INSTRUCTIONS FOR THE TASK: Print the first line of the data below and every one after it, through the line containing "of the crop", exactly as written.

[Stored dataset items]
»»

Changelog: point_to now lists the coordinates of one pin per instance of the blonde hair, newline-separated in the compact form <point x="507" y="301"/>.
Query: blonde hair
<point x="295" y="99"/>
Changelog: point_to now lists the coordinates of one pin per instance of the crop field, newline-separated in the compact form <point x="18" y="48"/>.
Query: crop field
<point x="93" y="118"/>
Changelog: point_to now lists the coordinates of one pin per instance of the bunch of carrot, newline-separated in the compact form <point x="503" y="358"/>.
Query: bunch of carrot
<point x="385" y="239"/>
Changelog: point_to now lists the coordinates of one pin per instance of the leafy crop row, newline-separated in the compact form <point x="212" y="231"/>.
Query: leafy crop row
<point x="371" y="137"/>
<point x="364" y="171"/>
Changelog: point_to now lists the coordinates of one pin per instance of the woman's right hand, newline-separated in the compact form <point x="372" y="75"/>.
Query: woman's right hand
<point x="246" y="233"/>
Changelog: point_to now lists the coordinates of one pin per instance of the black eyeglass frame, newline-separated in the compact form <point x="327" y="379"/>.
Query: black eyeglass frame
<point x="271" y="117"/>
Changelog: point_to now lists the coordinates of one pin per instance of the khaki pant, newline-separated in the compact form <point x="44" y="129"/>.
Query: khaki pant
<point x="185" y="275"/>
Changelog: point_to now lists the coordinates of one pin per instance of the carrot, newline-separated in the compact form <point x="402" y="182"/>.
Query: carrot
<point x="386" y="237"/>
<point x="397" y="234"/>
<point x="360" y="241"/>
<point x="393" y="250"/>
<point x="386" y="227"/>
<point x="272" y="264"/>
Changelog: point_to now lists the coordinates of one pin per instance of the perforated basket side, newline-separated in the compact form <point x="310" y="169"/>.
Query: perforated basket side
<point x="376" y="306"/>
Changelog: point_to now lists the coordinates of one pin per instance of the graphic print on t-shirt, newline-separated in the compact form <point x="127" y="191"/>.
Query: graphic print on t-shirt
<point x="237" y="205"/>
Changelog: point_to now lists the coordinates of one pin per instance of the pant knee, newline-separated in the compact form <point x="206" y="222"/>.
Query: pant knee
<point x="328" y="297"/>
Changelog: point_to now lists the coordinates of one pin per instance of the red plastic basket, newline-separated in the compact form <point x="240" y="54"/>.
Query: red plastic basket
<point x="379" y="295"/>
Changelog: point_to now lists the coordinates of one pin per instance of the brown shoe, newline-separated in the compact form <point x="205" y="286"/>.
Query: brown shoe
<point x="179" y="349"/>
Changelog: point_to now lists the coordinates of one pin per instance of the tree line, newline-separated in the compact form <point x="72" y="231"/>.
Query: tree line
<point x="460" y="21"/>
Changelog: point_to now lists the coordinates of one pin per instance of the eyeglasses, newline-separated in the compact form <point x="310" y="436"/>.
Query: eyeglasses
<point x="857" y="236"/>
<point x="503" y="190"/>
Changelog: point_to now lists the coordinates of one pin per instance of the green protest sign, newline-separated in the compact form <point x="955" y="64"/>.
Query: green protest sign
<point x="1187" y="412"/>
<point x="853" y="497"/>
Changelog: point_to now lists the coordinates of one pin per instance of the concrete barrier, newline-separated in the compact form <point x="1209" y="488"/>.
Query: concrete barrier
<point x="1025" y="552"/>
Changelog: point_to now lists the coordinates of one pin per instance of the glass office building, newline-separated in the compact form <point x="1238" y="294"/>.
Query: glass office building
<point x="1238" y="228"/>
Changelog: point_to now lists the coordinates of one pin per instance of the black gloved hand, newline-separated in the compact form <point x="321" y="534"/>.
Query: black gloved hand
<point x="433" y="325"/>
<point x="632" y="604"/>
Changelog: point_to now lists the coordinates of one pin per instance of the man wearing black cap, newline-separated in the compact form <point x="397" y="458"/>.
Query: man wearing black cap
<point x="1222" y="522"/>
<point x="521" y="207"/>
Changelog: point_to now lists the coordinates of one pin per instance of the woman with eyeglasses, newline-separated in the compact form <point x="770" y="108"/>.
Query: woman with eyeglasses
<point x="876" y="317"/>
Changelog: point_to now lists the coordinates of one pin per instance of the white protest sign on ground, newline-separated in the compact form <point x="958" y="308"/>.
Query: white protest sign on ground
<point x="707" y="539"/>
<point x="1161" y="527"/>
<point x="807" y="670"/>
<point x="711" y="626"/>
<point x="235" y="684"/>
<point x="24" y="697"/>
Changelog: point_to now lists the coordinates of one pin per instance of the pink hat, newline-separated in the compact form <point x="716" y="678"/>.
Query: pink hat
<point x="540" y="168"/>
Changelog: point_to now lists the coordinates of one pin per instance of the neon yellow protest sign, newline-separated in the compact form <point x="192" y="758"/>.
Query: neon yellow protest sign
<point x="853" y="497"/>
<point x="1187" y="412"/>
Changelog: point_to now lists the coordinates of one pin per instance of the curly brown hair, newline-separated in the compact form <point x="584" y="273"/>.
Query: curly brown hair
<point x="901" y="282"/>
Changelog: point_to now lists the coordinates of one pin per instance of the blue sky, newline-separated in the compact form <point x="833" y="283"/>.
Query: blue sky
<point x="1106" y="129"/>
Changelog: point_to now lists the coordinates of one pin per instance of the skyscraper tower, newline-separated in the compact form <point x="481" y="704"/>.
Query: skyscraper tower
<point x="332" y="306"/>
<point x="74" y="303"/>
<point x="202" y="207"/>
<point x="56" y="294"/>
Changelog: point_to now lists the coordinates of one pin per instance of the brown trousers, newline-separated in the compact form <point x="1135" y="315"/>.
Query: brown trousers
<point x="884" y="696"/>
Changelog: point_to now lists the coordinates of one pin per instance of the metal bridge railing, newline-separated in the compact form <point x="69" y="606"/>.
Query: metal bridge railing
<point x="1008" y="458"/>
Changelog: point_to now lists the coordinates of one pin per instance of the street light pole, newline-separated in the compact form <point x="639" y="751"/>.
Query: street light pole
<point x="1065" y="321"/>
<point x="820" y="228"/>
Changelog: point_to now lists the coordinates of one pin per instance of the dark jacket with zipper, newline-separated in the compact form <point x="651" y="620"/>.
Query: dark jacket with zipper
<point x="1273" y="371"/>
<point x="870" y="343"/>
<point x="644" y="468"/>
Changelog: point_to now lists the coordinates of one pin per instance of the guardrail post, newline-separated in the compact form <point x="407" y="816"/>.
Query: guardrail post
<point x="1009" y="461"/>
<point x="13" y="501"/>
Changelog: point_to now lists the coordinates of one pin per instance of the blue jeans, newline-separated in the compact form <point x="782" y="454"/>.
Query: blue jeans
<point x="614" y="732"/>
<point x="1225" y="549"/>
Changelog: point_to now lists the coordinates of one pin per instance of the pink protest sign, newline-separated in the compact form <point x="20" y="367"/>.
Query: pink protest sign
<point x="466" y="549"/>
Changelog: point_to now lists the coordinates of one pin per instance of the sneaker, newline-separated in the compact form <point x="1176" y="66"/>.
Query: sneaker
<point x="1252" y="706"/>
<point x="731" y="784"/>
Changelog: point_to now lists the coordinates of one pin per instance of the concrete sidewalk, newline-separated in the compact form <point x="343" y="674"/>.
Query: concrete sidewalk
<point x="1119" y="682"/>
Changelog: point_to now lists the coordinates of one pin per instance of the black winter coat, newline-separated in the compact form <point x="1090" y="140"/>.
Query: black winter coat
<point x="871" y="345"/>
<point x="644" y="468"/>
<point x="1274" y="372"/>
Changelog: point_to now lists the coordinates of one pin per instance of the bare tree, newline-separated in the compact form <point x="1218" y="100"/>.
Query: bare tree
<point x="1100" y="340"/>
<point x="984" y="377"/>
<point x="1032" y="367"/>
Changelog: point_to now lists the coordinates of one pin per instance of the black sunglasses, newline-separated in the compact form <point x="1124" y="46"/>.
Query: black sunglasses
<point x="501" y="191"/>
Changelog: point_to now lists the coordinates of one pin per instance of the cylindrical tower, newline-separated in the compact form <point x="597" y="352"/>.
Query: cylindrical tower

««

FINISHED TASK:
Changelog: point_to now lists the coordinates of one pin per instance of the blonde hair, newline-separated in the compact form <point x="507" y="301"/>.
Query: blonde hair
<point x="295" y="99"/>
Changelog: point_to now lists the coordinates of one pin per instance of the crop field, newline-separated in the compact form <point x="18" y="48"/>.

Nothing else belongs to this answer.